Data records =>

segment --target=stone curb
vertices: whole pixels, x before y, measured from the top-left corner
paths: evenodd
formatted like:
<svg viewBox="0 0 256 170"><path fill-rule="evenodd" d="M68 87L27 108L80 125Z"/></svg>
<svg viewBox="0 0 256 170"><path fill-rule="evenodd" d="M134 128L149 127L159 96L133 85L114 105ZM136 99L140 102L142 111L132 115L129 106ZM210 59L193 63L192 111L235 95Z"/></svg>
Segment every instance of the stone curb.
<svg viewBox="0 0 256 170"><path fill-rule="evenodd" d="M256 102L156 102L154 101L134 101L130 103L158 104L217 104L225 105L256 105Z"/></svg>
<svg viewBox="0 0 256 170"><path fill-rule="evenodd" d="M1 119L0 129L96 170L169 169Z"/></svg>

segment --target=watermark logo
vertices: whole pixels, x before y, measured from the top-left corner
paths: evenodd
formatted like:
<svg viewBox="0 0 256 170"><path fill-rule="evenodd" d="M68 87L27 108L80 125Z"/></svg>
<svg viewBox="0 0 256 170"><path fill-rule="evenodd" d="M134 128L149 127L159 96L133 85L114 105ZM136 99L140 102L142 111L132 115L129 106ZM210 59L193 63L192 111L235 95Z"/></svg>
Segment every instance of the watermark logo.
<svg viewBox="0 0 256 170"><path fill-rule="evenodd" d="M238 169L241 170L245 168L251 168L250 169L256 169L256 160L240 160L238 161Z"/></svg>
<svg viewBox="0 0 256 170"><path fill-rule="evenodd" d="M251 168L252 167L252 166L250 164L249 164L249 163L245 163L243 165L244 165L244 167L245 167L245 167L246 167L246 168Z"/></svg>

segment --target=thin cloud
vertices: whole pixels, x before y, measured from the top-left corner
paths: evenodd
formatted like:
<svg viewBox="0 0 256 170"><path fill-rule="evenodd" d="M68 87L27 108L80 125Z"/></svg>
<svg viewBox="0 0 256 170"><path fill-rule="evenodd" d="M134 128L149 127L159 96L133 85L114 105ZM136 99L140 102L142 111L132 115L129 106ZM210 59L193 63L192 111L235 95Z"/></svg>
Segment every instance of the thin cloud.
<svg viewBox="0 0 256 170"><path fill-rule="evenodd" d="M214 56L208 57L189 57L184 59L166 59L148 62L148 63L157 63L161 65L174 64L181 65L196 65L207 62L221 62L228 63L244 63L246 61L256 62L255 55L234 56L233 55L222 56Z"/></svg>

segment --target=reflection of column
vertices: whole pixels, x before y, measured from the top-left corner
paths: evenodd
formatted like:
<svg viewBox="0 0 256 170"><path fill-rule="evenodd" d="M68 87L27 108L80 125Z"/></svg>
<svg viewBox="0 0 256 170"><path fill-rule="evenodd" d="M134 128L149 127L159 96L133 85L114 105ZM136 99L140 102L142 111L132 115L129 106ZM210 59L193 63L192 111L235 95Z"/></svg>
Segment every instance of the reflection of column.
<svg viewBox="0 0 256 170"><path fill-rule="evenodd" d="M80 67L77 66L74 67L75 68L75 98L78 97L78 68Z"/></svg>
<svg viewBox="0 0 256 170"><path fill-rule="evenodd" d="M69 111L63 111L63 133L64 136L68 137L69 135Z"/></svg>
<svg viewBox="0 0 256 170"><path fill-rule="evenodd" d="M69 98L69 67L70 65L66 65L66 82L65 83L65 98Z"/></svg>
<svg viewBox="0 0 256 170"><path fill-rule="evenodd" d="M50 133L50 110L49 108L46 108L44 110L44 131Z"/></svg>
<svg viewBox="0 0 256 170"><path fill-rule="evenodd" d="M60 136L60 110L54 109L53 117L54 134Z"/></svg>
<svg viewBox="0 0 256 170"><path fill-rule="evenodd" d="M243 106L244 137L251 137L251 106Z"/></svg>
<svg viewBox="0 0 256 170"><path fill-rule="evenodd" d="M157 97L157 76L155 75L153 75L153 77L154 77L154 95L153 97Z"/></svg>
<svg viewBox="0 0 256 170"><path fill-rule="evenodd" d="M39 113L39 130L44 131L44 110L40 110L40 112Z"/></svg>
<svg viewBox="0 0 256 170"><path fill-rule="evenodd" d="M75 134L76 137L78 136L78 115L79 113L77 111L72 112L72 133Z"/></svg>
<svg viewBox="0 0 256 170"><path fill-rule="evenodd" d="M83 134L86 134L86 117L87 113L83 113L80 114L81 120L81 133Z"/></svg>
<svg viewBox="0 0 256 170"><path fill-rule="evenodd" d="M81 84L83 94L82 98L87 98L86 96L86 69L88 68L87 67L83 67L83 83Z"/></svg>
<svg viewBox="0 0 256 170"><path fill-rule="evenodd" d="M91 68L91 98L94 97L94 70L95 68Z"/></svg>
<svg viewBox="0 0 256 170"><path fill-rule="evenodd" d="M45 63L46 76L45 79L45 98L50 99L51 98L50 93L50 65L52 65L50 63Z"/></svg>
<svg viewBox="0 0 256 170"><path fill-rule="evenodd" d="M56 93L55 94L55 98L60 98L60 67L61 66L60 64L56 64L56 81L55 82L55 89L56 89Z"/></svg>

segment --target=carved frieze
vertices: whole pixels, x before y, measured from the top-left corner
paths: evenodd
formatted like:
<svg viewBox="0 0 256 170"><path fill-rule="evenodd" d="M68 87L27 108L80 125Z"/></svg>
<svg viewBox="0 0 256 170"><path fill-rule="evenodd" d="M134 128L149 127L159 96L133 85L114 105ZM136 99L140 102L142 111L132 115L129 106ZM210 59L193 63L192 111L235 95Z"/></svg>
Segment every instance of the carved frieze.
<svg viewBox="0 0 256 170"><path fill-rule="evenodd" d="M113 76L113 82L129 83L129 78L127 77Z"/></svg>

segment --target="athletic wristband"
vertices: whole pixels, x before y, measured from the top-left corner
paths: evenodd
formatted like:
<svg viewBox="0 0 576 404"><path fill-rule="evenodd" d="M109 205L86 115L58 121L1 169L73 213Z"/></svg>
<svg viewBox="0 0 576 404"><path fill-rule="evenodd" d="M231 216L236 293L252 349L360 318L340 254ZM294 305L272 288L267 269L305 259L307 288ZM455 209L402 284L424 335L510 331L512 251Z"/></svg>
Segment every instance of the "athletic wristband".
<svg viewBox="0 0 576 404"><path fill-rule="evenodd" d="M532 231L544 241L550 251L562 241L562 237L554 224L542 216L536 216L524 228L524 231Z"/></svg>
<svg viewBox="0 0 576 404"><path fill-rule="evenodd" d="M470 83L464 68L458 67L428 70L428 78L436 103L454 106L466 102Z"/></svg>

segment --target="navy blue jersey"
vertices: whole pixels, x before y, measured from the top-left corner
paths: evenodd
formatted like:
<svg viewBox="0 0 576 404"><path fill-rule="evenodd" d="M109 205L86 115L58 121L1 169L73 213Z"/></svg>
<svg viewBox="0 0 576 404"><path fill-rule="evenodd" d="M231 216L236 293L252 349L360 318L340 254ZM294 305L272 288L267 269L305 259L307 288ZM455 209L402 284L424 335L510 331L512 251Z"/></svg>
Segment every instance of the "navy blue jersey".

Written task => Collect every line of the records that contains the word "thin", matching case exactly.

Solved problem =>
segment --target=thin cloud
Segment every instance of the thin cloud.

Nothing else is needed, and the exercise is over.